What you should do: From the entries that follow, copy every line with the word "small".
BEGIN Data for analysis
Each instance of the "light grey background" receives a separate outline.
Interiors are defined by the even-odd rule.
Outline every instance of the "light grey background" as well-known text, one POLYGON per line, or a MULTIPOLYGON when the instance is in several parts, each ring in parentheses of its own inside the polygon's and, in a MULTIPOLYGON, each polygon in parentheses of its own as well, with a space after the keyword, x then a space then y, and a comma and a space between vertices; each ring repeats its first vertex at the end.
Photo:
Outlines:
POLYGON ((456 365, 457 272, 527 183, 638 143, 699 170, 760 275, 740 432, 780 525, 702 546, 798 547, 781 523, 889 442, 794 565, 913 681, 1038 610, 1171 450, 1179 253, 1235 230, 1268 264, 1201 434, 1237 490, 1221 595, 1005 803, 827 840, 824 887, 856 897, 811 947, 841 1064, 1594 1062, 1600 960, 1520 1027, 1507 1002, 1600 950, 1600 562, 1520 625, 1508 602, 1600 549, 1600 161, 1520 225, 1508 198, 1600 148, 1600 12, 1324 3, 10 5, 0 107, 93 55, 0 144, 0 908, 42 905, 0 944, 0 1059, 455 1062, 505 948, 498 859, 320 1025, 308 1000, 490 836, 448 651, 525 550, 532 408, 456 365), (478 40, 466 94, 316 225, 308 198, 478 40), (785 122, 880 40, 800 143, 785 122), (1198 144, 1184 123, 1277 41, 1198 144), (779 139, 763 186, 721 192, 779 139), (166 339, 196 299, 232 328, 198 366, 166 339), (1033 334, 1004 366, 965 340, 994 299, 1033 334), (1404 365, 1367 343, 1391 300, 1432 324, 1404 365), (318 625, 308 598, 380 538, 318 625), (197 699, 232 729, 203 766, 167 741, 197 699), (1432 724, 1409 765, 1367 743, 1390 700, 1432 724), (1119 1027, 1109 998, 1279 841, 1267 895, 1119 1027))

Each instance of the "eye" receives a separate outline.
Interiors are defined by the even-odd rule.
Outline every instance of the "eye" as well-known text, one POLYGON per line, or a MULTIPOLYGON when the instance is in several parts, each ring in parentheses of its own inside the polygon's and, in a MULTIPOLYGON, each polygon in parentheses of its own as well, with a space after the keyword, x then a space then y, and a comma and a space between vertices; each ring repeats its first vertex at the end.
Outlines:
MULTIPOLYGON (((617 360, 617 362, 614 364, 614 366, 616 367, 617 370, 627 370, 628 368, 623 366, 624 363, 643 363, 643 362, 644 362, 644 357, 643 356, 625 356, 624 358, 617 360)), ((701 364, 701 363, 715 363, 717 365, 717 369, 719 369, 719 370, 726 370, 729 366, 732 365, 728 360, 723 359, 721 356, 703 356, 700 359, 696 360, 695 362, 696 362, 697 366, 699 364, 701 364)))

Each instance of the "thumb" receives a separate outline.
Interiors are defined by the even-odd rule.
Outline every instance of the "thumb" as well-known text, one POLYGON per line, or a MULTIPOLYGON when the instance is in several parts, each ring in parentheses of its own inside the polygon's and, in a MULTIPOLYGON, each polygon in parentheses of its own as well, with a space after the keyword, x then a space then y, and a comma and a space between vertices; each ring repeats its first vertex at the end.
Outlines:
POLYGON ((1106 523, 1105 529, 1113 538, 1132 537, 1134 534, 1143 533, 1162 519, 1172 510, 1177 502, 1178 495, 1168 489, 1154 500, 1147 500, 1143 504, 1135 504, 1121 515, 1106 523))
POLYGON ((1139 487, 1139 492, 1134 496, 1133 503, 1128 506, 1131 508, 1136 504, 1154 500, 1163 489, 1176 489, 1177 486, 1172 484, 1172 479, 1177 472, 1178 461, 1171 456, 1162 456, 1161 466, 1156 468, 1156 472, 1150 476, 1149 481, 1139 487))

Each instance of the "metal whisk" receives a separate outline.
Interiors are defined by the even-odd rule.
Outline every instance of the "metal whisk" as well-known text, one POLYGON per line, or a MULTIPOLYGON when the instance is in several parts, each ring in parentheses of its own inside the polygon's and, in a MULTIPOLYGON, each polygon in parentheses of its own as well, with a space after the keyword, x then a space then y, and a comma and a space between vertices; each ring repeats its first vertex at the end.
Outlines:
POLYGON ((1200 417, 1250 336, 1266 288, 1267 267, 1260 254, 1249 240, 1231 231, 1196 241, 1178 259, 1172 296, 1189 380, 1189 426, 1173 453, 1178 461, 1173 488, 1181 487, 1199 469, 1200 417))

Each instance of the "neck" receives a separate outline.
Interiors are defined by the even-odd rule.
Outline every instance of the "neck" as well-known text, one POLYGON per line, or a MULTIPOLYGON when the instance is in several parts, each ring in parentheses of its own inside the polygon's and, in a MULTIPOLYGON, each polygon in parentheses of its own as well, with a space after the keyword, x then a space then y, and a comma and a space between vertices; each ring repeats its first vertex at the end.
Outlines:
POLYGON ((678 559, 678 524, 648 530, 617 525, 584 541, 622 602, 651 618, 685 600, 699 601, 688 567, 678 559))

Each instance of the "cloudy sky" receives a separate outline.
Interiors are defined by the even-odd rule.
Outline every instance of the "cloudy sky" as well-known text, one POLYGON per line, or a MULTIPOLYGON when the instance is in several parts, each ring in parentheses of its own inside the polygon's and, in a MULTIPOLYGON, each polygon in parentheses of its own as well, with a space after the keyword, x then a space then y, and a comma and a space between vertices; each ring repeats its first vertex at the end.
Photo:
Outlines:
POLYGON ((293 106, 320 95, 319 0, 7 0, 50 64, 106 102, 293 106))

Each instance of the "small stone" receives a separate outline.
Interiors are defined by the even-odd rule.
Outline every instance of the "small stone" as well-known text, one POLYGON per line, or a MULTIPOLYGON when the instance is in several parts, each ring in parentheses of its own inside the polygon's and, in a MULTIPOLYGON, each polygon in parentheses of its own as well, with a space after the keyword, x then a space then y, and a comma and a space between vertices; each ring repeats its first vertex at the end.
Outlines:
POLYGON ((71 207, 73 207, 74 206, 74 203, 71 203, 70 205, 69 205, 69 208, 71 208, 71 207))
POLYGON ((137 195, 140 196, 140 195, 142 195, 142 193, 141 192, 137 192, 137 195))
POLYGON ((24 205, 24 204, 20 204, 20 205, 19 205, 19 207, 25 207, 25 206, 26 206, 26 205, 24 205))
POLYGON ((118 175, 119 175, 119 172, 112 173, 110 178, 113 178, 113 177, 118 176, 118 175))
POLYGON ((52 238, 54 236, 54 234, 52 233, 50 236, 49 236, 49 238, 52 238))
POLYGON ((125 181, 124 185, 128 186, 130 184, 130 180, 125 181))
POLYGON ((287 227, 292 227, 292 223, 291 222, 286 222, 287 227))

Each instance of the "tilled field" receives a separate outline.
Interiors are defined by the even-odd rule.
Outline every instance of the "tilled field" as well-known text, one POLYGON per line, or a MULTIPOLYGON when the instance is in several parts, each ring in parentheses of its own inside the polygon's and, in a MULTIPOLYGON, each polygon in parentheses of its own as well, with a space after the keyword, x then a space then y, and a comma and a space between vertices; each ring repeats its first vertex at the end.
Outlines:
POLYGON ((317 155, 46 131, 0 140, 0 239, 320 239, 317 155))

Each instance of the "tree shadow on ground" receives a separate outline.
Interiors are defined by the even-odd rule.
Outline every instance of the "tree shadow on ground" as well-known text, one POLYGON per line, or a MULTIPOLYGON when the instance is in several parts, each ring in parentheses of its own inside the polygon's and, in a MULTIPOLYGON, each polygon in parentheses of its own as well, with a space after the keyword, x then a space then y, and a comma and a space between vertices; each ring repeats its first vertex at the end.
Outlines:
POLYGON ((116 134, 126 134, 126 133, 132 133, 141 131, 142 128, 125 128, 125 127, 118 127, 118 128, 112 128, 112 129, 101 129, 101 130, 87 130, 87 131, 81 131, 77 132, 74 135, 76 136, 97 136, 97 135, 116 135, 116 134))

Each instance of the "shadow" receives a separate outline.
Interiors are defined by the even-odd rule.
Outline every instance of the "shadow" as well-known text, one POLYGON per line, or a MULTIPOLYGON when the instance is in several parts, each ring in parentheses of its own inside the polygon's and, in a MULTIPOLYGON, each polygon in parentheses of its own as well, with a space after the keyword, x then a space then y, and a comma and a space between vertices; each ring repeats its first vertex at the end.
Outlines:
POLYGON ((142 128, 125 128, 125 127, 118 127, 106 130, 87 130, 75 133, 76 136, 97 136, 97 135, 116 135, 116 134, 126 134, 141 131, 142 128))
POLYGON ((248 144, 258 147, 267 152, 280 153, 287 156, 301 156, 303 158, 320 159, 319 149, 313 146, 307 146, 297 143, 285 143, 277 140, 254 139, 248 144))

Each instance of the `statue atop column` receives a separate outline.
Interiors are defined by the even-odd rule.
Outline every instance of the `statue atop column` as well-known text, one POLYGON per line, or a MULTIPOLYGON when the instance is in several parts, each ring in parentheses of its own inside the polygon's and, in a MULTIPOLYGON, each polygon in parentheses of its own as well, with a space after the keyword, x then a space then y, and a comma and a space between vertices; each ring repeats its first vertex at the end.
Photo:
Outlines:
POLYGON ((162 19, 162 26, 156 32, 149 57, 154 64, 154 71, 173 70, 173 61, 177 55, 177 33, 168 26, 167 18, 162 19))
END Data for analysis
Answer section:
Each instance of the "small stone" receives a separate outline.
Outline every instance of the "small stone" as well-known text, one POLYGON per line, or a MULTIPOLYGON when the instance is in several parts, each ring in parentheses of its own inside the polygon's and, in a MULTIPOLYGON, each polygon in parentheses of its own as well, with a space after the keyword, x then a space then y, and a comma and a space between vertices; each ring repeats its first vertex at the end.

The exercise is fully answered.